**Challenge A**
How many lines in the rows below contain the word "door"? Reply with the number only.

**Selected extract**

+ + + + + + +

The canals, lane-ways, bars, and restaurants of Venice (or Venezia in Italian) have an addictive rhythm, a cadence, that might convince us this lagoon city has all the possible answers to the question of what it means to be human.
As the slick black gondolas bob up and down, a vaporetto (water-bus) glides along the Grand Canal carrying tourists packed so tight their faces appear like apparitions. In contrast, locals and defiant travellers take some air while sipping Aperol Spritz and grazing on fresh seafood at the canal’s edge.
In Venice, having an aperitif is mandatory, art and history are entwined in every corner of the city, and palaces and squares have astonishing beauty. On the whole, the people who live or work in Venice appear friendly and many have the tanned, weathered faces of sailors and fisherman. Indeed, the Venetians love their boats and they love their seafood.

+ + + + + + +

**Records shown**

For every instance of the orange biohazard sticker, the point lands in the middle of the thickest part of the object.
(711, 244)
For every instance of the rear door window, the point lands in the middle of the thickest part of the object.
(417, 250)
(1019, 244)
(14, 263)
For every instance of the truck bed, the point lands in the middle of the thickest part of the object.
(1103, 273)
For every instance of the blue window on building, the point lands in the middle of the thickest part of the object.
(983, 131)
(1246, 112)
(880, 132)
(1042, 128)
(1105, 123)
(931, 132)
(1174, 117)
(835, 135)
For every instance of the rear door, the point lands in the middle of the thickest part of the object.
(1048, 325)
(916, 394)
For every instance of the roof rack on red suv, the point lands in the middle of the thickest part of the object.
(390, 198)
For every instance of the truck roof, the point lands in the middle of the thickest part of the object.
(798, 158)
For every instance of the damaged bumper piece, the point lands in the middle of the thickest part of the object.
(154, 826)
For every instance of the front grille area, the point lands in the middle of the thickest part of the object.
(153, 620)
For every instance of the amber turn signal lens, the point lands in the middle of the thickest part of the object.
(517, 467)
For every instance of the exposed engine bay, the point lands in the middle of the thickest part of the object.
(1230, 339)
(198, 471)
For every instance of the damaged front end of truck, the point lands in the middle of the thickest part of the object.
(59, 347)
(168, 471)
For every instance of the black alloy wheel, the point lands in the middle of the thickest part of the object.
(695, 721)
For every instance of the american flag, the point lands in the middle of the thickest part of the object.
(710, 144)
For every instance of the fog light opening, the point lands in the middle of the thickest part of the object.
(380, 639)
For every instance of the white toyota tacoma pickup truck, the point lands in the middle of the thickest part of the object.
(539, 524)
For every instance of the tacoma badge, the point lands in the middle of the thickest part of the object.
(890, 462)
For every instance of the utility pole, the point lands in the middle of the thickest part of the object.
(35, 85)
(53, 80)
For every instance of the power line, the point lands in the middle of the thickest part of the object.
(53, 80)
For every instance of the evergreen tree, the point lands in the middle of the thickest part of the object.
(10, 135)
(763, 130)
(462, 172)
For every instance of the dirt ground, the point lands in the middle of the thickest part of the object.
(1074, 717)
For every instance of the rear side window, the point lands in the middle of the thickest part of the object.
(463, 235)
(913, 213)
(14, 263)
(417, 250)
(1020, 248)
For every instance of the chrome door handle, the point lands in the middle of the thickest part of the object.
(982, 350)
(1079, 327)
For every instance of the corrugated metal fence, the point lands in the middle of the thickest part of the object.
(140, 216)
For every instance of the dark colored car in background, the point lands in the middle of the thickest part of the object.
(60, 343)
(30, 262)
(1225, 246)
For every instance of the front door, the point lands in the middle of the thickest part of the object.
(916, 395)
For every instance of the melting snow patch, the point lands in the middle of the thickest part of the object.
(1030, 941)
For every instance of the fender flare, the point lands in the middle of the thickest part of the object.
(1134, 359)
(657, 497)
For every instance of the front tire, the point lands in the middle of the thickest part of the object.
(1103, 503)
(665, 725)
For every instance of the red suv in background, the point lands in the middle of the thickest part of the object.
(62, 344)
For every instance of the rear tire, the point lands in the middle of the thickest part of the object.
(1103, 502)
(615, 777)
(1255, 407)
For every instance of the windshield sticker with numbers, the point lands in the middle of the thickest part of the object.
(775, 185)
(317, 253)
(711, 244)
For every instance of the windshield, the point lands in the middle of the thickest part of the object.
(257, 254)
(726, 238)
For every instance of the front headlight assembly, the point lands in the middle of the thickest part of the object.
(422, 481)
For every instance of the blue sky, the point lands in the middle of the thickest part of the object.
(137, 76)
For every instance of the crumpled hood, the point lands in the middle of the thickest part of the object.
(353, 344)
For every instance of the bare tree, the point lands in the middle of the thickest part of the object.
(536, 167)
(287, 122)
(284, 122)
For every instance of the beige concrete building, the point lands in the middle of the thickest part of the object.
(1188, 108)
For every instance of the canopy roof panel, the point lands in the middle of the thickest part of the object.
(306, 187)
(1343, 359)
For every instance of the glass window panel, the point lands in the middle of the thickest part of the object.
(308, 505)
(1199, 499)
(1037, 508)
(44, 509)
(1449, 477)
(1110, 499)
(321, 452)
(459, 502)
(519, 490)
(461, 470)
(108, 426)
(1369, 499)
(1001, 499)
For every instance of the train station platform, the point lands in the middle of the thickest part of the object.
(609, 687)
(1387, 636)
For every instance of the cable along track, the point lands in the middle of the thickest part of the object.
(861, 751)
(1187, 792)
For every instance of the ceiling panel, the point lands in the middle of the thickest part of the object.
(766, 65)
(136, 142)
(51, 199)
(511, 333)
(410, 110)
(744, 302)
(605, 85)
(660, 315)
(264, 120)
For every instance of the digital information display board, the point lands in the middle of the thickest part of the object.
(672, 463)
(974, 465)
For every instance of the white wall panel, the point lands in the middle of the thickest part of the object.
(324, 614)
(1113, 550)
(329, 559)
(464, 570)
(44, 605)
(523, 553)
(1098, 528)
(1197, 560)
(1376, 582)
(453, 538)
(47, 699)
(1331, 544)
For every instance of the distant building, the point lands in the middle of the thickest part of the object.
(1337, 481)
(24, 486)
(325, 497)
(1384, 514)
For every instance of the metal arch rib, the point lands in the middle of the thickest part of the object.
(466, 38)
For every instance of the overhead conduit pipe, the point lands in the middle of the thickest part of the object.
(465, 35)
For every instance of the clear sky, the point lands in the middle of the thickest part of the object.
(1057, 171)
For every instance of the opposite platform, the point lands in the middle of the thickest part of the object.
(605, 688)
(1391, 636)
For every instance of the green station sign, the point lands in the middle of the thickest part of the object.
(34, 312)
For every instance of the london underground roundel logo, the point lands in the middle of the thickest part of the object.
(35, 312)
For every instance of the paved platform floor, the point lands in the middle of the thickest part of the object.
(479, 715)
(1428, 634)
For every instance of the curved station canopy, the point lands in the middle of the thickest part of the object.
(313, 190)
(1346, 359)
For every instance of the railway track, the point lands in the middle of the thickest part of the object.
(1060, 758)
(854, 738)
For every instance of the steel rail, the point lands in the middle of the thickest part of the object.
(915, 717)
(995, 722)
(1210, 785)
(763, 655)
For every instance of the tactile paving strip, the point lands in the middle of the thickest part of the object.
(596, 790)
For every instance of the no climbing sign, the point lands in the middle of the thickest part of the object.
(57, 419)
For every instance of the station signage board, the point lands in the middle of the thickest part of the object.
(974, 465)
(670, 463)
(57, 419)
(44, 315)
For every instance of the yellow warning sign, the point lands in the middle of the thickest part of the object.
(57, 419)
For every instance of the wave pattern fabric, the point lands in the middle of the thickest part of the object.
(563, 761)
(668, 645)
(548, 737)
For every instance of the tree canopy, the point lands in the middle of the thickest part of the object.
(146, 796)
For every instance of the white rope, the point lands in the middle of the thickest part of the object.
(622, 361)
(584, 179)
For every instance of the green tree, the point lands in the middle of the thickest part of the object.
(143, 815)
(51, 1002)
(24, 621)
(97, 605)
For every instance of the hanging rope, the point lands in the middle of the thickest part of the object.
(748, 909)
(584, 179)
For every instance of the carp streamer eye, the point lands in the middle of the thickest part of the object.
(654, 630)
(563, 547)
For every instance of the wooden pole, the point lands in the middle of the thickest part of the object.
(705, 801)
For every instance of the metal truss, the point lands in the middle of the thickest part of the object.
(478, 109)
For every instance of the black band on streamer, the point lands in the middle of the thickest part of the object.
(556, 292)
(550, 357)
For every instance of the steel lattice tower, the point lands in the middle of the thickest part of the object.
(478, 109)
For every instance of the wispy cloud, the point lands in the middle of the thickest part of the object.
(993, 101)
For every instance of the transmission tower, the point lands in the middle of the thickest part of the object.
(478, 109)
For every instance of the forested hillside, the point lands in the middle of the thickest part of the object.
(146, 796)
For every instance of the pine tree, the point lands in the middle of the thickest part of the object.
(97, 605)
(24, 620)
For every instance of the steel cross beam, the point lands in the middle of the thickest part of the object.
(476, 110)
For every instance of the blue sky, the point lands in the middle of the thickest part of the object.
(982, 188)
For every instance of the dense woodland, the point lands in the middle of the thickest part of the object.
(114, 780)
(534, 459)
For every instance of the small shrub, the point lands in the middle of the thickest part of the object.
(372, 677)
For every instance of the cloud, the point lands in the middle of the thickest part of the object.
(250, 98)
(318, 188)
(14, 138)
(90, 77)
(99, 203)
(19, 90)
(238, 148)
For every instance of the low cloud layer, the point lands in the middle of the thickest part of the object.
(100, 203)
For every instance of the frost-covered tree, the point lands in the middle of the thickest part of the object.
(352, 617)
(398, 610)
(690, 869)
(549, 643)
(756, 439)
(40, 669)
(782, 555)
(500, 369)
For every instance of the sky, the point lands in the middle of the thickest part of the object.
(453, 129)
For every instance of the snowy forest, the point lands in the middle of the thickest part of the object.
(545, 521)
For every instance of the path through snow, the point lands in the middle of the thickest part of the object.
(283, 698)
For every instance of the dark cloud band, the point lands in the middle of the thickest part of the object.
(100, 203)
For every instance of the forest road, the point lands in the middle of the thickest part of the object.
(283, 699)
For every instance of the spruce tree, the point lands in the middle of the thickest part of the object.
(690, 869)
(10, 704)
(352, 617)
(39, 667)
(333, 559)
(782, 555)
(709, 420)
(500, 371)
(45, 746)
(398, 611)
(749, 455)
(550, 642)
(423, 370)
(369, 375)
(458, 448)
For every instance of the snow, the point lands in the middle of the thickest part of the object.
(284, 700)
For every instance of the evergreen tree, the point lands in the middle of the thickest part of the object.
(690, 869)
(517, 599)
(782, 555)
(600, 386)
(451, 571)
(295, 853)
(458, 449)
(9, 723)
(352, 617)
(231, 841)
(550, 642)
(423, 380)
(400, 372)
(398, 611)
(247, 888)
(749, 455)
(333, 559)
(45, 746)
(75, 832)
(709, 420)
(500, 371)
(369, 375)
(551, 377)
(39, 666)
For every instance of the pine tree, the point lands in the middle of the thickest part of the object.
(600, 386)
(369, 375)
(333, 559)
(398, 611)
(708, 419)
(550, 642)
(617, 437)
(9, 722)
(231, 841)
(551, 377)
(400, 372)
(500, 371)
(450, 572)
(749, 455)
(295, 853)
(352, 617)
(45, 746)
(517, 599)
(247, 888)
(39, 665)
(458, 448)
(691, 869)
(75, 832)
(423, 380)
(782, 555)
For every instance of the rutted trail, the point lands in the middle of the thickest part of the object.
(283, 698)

+ + + + + + +

**Challenge B**
In the passage on Venice above, how does the text between "The canals, lane-ways, bars, and" and "the canal’s edge.", inclusive, read when "gondolas" is swapped for "boats"?

**Reply A**
4

**Reply B**
The canals, lane-ways, bars, and restaurants of Venice (or Venezia in Italian) have an addictive rhythm, a cadence, that might convince us this lagoon city has all the possible answers to the question of what it means to be human.
As the slick black boats bob up and down, a vaporetto (water-bus) glides along the Grand Canal carrying tourists packed so tight their faces appear like apparitions. In contrast, locals and defiant travellers take some air while sipping Aperol Spritz and grazing on fresh seafood at the canal’s edge.